Please convert the rows below into a numbered list, leaving out any blank lines.

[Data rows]
%%

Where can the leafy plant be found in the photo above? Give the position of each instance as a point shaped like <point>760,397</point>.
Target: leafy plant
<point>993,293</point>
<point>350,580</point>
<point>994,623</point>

%%

▶ [Solution to this exercise]:
1. Where can the leafy plant be found in the photo above? Give the position of each instance as a point shaped like <point>760,397</point>.
2. Target: leafy plant
3. <point>993,293</point>
4. <point>350,580</point>
5. <point>994,623</point>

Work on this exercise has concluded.